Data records
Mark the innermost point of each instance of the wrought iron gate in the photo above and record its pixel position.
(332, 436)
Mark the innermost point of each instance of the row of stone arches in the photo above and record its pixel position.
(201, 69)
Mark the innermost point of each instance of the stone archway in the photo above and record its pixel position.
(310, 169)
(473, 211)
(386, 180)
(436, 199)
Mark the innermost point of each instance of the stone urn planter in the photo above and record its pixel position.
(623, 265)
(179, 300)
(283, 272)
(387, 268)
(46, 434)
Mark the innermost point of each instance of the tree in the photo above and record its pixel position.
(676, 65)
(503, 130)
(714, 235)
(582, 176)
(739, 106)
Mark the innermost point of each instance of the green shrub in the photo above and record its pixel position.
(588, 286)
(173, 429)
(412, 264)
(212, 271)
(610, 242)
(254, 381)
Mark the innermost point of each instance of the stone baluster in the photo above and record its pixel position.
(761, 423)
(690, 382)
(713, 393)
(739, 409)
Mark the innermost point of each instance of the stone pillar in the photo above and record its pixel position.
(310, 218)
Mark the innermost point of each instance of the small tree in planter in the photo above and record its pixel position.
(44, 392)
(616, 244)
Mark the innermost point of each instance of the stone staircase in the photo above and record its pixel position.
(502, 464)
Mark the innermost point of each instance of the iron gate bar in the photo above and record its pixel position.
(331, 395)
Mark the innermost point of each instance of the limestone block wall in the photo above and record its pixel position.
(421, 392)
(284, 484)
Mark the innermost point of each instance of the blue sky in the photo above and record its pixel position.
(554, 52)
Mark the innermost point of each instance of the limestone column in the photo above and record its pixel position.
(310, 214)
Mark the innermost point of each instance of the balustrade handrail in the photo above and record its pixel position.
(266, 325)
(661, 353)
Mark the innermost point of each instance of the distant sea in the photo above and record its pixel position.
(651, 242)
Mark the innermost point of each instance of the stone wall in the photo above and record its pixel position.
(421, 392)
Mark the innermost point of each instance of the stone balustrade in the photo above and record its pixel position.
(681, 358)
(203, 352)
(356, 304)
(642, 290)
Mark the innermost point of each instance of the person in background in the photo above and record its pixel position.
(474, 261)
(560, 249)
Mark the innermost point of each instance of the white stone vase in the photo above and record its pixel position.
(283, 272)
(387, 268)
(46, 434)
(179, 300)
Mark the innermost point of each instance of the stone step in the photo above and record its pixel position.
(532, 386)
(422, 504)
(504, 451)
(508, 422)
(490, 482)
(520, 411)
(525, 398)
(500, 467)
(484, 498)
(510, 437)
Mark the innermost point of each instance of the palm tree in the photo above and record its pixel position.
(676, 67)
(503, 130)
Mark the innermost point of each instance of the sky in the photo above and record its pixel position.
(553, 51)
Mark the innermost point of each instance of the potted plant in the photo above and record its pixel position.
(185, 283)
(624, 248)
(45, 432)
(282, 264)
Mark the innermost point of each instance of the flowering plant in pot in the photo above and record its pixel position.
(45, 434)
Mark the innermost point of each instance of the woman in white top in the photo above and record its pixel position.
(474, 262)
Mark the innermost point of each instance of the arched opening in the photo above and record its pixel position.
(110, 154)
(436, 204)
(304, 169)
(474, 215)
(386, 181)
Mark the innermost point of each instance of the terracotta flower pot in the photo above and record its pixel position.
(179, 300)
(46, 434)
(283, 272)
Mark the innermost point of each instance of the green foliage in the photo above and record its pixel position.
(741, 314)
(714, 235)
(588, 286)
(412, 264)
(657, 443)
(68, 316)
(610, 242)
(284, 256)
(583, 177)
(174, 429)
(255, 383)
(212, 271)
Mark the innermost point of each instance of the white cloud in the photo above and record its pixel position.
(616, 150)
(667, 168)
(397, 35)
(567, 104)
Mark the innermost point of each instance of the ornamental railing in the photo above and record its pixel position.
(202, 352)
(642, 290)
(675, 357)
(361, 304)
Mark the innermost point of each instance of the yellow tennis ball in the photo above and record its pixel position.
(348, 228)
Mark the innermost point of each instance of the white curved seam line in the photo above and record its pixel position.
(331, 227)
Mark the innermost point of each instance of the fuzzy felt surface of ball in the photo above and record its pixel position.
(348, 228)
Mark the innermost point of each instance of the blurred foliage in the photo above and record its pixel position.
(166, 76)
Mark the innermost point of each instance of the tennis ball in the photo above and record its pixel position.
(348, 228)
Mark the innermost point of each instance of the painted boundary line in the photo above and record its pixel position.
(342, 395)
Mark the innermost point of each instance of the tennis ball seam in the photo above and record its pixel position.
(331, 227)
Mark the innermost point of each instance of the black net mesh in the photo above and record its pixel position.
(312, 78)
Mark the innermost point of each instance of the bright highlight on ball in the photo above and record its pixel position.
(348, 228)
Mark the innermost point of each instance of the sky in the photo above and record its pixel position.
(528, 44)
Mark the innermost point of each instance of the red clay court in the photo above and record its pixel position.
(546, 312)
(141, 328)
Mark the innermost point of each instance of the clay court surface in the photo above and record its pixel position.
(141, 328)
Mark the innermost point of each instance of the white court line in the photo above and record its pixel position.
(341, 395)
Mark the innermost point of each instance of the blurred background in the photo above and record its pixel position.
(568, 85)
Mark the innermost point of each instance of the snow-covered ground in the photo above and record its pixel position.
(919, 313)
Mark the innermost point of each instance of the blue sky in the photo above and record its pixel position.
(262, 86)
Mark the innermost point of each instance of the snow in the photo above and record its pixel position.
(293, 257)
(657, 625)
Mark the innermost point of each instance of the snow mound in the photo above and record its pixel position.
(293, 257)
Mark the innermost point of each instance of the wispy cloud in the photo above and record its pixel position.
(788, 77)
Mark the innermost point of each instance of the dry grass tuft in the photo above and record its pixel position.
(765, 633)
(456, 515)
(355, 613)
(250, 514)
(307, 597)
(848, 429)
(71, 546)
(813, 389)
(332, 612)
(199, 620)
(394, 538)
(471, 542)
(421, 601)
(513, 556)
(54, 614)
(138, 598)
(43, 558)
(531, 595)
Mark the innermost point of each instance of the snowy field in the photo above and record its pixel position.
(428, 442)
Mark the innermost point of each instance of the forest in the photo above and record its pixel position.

→ Problem description
Each entry needs to be copied out exactly as written.

→ Answer area
Mark the innermost point of each instance of the wrought iron gate in the photo above and record its pixel position.
(332, 436)
Mark the innermost point of each instance of the row of stone arches in the photo above and record its pixel position.
(201, 69)
Mark the innermost point of each instance of the stone archway in the photo above and record its pixel position.
(310, 169)
(473, 211)
(386, 180)
(436, 199)
Mark the innermost point of each instance of the stone urn planter in the photo above and record its pixel position.
(623, 265)
(179, 300)
(283, 272)
(387, 268)
(46, 434)
Mark the innermost point of each instance of the tree in the photo above and record its pixel position.
(676, 65)
(503, 130)
(714, 235)
(582, 176)
(739, 106)
Mark the innermost point of each instance of the green shrub in the photo above and record its pixel position.
(588, 286)
(173, 429)
(412, 264)
(212, 271)
(610, 242)
(254, 381)
Mark the innermost point of each instance of the stone baluster in the photo above and record its pixel position.
(761, 423)
(690, 382)
(713, 393)
(739, 409)
Mark the innermost point of each instance of the stone pillar in the photo above and record its pixel position.
(310, 218)
Mark the innermost point of each instance of the small tree in planter in the photo above and record its pixel position.
(44, 392)
(616, 244)
Mark the innermost point of each instance of the stone staircase in the photo above and record its pixel position.
(502, 464)
Mark the innermost point of each instance of the iron gate bar in the photo above and record its pixel position.
(331, 395)
Mark the innermost point of each instance of the limestone block wall in the photo above and record its pixel position.
(421, 392)
(284, 484)
Mark the innermost point of each instance of the blue sky in the photo above and record its pixel position.
(554, 52)
Mark the innermost point of each instance of the limestone column in the photo above and record its pixel position.
(310, 214)
Mark the innermost point of each instance of the balustrade handrail in the photo above and record its pixel position.
(266, 325)
(661, 353)
Mark the innermost point of each instance of the distant sea in the photo above and record its pixel position.
(651, 242)
Mark the innermost point of each instance of the stone wall in the photo above and record its pixel position.
(421, 392)
Mark the innermost point of each instance of the stone balustrade in the photo above and record its pixel position.
(681, 358)
(203, 352)
(356, 304)
(642, 290)
Mark the innermost point of each instance of the person in background in the photo above and record its pixel position.
(474, 261)
(560, 249)
Mark the innermost point of each instance of the white stone vase in the photo above and record its pixel position.
(283, 272)
(387, 268)
(46, 434)
(179, 300)
Mark the innermost point of each instance of the stone step in the photo above and record its pixel position.
(532, 386)
(422, 504)
(504, 451)
(508, 422)
(490, 482)
(520, 411)
(525, 398)
(500, 467)
(484, 498)
(510, 437)
Mark the innermost point of each instance of the palm tree in the photo above and record its pixel position.
(676, 67)
(503, 130)
Mark the innermost point of each instance of the sky in the photo above and record its pixel position.
(553, 51)
Mark the innermost point of each instance of the potted plant in the photo above and record its pixel position.
(185, 283)
(624, 248)
(45, 432)
(282, 264)
Mark the innermost point of each instance of the flowering plant in pot in the photo above and record its pixel position.
(45, 434)
Mark the innermost point of each instance of the woman in white top in the photo above and record its pixel position.
(474, 262)
Mark the innermost point of each instance of the arched opening in the photo above and record its pixel position.
(110, 154)
(436, 204)
(304, 169)
(474, 215)
(386, 181)
Mark the innermost point of each instance of the terracotta flower pot in the photo above and record its pixel position.
(179, 300)
(46, 434)
(283, 272)
Mark the innermost point of each instance of the green foliage in the photo above and record its pixel position.
(741, 314)
(714, 235)
(588, 286)
(412, 264)
(657, 443)
(68, 316)
(610, 242)
(284, 256)
(583, 177)
(174, 429)
(255, 383)
(212, 271)
Mark the innermost point of each instance of the white cloud in the photo above and record its pixel position.
(616, 150)
(667, 168)
(397, 35)
(567, 104)
Mark the innermost point of each instance of the ornamental railing in the photo above and record its pixel position.
(202, 352)
(642, 290)
(675, 357)
(361, 304)
Mark the innermost point of each instance of the yellow tennis ball in the photo above and record its pixel position.
(348, 228)
Mark the innermost point of each instance of the white curved seam line in the photo above and record its pixel position.
(331, 227)
Mark the innermost point of each instance of the fuzzy felt surface of ball in the photo above and record its pixel position.
(348, 228)
Mark the innermost point of each instance of the blurred foliage in the photo above and record its pixel position.
(166, 76)
Mark the innermost point of each instance of the tennis ball in the photo above and record its pixel position.
(348, 228)
Mark the innermost point of each instance of the painted boundary line in the photo above and record its pixel position.
(342, 395)
Mark the innermost point of each instance of the tennis ball seam in the photo above and record its pixel position.
(331, 227)
Mark the innermost point of each instance of the black net mesh in the photo above and record its pixel position.
(312, 78)
Mark the innermost point of each instance of the bright highlight on ball in the photo above and record its pixel position.
(348, 228)
Mark the innermost point of each instance of the sky in the photo above and record its pixel position.
(528, 44)
Mark the innermost point of each instance of the red clay court in the photo above and record its pixel position.
(546, 312)
(141, 328)
Mark the innermost point of each instance of the clay court surface in the photo above and record its pixel position.
(141, 328)
Mark the innermost point of each instance of the white court line in the photo above and record its pixel position.
(341, 395)
Mark the innermost point of each instance of the blurred background in the photo above and record its pixel position.
(568, 85)
Mark the innermost point of each instance of the snow-covered ground in the photo above and record its pixel position.
(919, 313)
Mark the innermost point of each instance of the blue sky in the photo above and record its pixel position.
(262, 86)
Mark the innermost point of each instance of the snow in the photo above and record its pixel position.
(293, 257)
(657, 625)
Mark the innermost point of each instance of the snow mound in the photo above and record its pixel position.
(293, 257)
Mark the innermost point of each instance of the wispy cloud in the photo above and record its pixel position.
(788, 77)
Mark the innermost point of each instance of the dry grass tuft in the photo above and record its pixel position.
(765, 633)
(456, 515)
(355, 613)
(250, 514)
(307, 597)
(848, 429)
(71, 546)
(813, 389)
(332, 612)
(199, 620)
(394, 538)
(471, 542)
(421, 601)
(513, 556)
(54, 614)
(138, 598)
(43, 558)
(531, 595)
Mark the innermost point of each instance of the snowy field in the photo above and record its pixel position.
(428, 442)
Mark the innermost point of each instance of the forest in the photo above and record its pixel position.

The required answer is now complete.